**Job:**
Copy out verbatim the lines of the records below, starting at the line that contains "Is the stone outbuilding" and ending at the line that contains "[0,125,97,150]", both included.

**Provided records:**
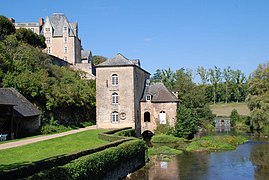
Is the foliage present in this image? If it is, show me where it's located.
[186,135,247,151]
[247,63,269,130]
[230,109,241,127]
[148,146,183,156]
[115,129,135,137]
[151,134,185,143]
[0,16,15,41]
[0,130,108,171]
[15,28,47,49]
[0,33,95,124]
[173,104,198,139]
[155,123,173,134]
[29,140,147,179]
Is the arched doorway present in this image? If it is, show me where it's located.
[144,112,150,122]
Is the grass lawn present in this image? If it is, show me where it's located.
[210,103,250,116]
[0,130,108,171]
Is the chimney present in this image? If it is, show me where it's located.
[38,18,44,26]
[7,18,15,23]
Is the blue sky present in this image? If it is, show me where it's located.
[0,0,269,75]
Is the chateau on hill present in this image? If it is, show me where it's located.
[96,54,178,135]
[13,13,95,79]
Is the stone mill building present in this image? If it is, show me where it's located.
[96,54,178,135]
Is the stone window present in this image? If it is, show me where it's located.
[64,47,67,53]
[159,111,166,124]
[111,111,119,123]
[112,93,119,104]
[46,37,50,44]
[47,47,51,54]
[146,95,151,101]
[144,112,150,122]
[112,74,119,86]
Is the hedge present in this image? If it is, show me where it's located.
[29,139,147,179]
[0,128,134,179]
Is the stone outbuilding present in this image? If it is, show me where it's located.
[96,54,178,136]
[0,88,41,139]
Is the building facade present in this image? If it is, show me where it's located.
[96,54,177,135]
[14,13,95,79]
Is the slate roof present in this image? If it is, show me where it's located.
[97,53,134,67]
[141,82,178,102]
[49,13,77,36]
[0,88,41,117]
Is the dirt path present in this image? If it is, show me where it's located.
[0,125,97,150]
...
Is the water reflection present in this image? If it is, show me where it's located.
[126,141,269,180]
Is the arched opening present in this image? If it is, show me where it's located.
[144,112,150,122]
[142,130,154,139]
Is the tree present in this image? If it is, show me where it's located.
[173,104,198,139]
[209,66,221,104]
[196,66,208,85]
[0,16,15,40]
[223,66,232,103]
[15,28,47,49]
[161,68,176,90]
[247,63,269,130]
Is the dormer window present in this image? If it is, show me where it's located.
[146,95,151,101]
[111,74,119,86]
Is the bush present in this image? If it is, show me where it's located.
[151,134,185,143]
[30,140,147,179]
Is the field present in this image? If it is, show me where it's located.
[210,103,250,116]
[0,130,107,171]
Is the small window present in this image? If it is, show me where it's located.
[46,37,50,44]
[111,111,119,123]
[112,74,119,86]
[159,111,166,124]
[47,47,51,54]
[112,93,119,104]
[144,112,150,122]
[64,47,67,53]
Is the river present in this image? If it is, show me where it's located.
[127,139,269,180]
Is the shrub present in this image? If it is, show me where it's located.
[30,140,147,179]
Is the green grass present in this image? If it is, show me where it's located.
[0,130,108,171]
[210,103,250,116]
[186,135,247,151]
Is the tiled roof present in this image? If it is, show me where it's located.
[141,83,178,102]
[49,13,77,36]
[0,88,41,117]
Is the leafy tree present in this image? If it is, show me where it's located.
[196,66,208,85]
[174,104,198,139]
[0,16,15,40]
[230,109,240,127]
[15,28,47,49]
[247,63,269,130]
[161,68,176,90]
* * *
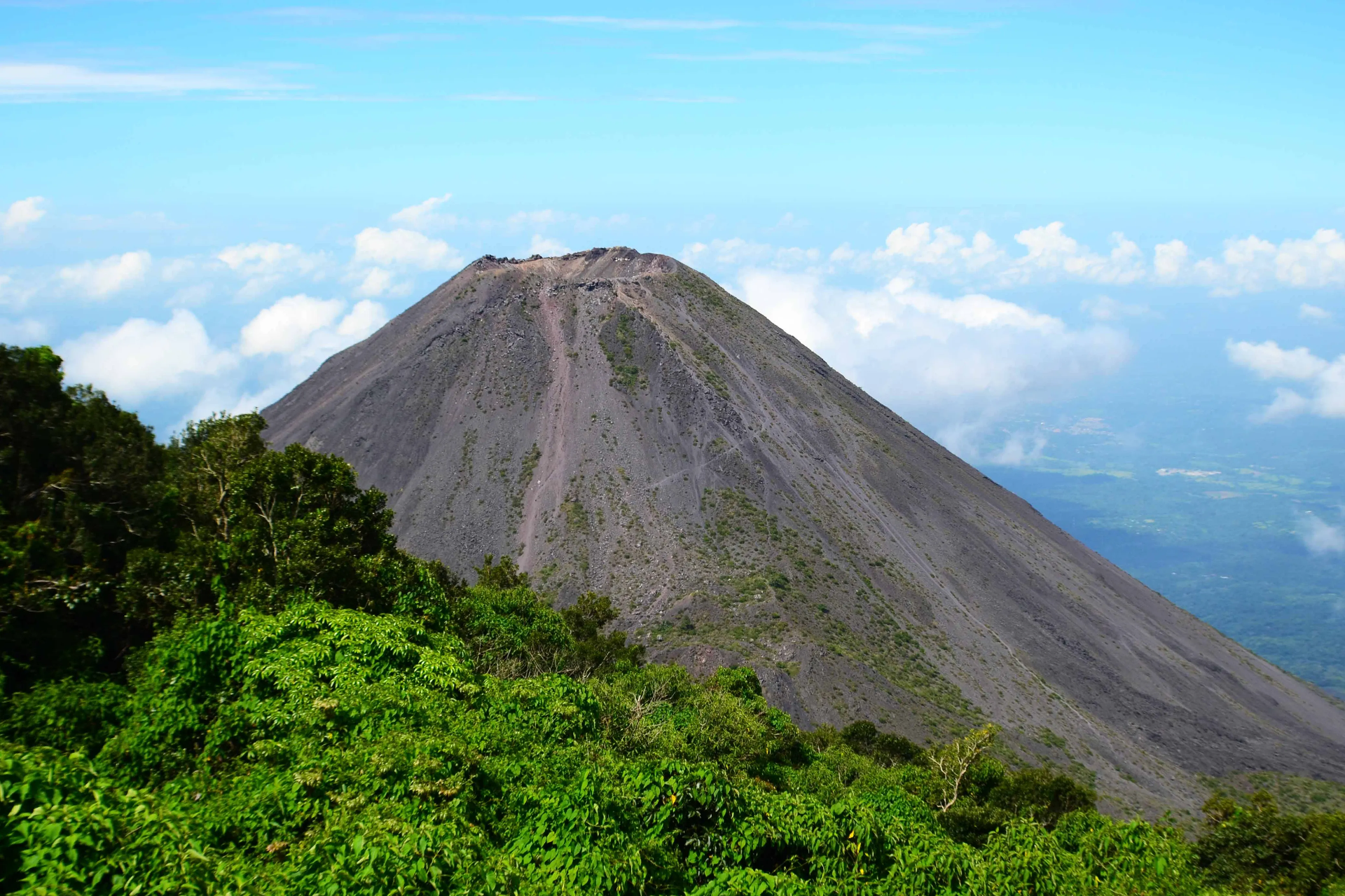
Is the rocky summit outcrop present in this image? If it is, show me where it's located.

**Task result:**
Is the stone outbuilding present in this image? If it is, show me where it's located.
[96,54,178,136]
[0,88,41,139]
Is the building facade present in this image? If it is, show me where it's located.
[96,54,177,135]
[14,13,95,79]
Is the slate roof present in this image? If it is, show me where it's located.
[97,53,134,67]
[141,82,178,102]
[49,13,77,36]
[0,88,41,117]
Is the dirt path present in this image? If it is, show me where it's located.
[0,125,97,150]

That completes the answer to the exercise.